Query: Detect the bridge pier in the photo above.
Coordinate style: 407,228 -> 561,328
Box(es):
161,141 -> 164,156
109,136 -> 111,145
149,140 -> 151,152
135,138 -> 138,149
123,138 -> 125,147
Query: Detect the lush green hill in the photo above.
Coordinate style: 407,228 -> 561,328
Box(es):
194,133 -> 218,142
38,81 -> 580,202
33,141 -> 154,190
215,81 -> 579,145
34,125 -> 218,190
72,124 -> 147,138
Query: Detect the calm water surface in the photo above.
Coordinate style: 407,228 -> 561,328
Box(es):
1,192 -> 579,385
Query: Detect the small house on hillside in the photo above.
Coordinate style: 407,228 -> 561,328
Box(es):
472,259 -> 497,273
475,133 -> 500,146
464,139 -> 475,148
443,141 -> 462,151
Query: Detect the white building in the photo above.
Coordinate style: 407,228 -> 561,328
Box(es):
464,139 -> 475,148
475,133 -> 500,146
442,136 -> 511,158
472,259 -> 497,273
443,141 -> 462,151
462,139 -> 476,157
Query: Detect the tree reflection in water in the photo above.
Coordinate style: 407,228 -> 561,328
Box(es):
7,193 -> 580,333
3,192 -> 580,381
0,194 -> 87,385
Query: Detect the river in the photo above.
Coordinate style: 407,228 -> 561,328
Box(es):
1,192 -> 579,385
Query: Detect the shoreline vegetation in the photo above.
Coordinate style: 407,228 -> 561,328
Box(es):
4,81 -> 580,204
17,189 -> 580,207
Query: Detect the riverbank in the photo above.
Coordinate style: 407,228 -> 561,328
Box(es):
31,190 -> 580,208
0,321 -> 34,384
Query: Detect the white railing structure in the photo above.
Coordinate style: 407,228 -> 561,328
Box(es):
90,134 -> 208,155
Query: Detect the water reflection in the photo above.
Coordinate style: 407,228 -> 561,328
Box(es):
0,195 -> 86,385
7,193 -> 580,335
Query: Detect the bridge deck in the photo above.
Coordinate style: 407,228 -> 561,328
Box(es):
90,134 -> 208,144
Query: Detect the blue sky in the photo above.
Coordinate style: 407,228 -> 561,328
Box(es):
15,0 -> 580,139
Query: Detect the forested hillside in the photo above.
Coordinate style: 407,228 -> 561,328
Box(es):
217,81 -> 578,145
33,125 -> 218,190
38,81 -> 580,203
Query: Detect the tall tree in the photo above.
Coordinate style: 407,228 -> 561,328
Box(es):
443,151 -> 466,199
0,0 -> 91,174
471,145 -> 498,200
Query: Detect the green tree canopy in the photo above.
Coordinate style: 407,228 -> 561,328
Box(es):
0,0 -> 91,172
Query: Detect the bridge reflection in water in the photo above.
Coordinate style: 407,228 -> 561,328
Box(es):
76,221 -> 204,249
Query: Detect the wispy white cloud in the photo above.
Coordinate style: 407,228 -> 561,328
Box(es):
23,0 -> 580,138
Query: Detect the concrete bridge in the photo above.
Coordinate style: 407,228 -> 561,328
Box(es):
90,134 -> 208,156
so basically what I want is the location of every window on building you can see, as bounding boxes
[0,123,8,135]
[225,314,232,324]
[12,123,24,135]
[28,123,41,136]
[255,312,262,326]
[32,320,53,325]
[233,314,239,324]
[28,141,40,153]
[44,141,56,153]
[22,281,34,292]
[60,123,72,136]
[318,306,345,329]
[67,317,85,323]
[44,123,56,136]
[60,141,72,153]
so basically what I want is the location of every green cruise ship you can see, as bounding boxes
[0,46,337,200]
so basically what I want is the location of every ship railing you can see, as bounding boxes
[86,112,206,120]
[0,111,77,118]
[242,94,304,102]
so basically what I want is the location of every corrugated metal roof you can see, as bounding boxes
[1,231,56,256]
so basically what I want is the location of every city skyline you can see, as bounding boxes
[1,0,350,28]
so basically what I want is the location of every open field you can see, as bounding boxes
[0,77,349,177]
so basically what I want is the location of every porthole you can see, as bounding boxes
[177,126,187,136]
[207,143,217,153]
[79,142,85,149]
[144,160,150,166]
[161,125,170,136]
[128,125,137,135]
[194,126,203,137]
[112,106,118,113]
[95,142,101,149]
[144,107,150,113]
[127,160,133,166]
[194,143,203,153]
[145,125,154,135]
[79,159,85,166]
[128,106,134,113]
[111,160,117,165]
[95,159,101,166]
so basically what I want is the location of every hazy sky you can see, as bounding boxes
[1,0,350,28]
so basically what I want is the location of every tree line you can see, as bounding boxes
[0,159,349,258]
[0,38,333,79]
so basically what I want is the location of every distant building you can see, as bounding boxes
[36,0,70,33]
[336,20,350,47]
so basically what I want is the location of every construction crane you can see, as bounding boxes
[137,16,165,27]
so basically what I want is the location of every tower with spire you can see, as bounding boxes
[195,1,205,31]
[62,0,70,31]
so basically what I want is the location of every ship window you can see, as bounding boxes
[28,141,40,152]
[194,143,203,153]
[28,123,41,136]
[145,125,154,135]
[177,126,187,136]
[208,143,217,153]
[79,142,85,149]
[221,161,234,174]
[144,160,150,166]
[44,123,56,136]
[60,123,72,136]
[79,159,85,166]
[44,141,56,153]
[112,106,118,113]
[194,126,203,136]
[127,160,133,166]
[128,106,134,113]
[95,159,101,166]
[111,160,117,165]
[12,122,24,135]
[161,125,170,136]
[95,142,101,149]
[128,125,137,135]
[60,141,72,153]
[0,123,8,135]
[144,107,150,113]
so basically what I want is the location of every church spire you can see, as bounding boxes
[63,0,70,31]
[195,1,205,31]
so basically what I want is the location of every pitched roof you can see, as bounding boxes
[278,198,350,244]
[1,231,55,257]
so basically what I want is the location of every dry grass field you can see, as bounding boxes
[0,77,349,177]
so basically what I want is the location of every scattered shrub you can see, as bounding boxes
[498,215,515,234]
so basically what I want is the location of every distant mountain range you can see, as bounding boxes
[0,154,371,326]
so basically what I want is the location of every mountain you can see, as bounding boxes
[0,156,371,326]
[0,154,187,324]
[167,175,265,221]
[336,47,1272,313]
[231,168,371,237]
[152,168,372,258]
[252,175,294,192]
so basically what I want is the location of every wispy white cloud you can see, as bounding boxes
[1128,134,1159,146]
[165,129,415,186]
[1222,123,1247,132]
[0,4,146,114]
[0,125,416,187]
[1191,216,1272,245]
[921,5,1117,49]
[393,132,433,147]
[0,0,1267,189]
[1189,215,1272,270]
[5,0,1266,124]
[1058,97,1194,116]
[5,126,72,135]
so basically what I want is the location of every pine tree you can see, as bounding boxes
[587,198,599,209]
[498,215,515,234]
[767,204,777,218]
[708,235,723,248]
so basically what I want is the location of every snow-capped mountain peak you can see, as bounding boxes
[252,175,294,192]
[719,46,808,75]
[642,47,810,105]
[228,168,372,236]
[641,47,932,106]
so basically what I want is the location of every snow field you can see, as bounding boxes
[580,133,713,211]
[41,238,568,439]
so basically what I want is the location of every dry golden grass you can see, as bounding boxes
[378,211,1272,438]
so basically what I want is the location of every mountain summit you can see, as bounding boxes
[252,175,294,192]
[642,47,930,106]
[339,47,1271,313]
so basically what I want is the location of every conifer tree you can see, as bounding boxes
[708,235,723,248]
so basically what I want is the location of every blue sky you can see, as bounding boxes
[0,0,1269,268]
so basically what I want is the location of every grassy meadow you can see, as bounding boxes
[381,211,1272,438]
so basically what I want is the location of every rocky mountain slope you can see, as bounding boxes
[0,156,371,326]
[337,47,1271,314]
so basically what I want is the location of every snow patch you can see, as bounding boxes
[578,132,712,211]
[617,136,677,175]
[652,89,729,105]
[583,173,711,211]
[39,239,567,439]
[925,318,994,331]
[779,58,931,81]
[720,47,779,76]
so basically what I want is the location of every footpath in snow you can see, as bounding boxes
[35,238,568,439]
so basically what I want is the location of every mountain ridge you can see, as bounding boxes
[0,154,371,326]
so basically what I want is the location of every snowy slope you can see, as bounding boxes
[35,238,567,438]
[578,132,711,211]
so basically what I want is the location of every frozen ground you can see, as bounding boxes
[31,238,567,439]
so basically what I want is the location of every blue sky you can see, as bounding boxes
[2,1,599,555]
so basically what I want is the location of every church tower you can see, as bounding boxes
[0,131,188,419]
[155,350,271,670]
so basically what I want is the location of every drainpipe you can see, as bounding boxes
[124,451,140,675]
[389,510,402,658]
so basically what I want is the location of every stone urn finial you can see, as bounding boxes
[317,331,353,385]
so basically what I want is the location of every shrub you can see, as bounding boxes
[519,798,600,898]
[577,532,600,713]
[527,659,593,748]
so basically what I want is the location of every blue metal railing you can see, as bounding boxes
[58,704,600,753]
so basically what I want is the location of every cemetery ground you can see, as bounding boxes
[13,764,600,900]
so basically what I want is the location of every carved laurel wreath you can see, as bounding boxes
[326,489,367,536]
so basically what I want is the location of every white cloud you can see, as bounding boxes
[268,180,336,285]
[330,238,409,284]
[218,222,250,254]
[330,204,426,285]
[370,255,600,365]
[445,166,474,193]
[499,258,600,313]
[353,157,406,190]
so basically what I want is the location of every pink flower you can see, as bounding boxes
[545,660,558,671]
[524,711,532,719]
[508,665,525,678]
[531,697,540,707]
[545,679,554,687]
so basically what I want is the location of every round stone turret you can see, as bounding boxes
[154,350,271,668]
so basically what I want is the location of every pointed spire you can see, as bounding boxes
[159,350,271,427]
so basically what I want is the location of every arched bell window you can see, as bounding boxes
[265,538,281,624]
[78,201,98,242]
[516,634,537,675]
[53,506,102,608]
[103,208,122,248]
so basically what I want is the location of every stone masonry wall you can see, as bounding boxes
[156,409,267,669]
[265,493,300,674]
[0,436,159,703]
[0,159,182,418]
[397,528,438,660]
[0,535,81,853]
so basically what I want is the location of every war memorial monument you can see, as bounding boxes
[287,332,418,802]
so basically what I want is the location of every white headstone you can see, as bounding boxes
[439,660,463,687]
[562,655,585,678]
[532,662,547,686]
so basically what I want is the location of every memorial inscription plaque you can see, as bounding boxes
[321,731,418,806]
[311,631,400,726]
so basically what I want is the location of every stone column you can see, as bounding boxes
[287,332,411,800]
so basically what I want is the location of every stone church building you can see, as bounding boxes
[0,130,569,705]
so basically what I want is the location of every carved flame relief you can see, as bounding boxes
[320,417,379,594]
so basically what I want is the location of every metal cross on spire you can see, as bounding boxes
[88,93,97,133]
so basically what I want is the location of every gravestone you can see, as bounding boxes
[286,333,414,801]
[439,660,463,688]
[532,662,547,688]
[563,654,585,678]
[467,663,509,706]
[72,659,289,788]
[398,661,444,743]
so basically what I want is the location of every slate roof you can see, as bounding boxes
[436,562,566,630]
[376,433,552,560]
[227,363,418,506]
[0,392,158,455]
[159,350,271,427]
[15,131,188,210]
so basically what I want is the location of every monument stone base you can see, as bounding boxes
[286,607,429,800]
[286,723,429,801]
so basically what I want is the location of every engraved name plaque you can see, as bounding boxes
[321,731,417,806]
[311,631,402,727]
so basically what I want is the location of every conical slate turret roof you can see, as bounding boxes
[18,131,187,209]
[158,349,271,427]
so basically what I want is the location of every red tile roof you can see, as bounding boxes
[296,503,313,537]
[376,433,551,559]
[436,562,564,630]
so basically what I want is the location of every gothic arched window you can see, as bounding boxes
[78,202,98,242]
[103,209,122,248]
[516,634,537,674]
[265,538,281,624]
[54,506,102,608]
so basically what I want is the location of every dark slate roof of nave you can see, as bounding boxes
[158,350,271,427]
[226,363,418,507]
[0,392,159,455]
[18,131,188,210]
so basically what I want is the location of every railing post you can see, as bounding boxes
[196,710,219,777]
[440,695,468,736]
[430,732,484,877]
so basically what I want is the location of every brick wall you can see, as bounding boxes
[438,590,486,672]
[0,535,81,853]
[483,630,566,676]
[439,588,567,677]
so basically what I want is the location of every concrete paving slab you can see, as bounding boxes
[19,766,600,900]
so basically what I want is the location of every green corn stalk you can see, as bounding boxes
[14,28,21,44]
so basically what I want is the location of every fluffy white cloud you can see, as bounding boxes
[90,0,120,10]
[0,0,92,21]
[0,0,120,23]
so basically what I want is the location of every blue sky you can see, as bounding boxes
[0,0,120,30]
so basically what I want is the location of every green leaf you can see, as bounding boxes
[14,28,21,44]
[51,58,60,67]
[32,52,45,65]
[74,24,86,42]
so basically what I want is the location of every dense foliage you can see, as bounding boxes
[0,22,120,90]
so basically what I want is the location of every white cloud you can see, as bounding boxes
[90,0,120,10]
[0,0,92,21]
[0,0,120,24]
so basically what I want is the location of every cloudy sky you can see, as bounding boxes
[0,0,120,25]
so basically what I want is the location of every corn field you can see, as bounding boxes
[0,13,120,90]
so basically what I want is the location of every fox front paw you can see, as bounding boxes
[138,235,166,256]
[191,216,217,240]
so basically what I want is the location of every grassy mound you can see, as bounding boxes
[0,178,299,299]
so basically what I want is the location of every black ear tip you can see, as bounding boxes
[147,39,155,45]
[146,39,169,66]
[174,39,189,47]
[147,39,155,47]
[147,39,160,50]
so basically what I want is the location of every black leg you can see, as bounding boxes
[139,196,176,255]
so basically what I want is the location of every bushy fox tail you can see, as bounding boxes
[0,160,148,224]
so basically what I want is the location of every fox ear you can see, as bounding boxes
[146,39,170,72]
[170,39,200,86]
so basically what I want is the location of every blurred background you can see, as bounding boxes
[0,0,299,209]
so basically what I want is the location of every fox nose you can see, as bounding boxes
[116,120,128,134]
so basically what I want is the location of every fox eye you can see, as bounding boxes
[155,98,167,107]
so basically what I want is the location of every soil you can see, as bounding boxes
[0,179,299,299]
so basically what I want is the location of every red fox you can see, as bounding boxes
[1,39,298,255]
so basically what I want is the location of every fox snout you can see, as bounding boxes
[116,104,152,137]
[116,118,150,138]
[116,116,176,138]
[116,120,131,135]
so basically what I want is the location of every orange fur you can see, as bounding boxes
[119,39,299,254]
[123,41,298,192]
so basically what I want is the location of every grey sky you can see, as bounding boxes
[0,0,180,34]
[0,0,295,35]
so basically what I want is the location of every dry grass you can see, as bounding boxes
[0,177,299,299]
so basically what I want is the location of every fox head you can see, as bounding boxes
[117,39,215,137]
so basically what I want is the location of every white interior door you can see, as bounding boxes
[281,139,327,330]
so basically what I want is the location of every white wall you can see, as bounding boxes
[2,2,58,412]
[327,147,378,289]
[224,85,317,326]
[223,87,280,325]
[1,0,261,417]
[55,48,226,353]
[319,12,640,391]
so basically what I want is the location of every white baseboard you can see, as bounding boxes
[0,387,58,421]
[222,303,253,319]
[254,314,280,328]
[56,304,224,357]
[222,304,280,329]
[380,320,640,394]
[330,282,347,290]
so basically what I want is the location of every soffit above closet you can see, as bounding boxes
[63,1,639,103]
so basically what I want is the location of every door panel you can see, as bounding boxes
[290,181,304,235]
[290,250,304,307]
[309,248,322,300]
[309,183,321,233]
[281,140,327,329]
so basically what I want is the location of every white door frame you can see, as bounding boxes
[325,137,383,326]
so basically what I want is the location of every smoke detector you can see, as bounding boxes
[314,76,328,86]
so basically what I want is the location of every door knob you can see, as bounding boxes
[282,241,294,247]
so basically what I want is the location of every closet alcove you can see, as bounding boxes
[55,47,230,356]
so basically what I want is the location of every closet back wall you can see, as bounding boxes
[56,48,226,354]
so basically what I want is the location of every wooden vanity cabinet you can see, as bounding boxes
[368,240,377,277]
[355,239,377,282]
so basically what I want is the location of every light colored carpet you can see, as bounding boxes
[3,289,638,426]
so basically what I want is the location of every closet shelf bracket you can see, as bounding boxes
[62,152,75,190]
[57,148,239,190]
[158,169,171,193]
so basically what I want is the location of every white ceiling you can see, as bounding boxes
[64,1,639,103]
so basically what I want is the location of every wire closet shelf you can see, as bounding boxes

● **Work request**: Going through the entries above, count the lines that have the word "water" and state that count alone.

● **Solution**: 4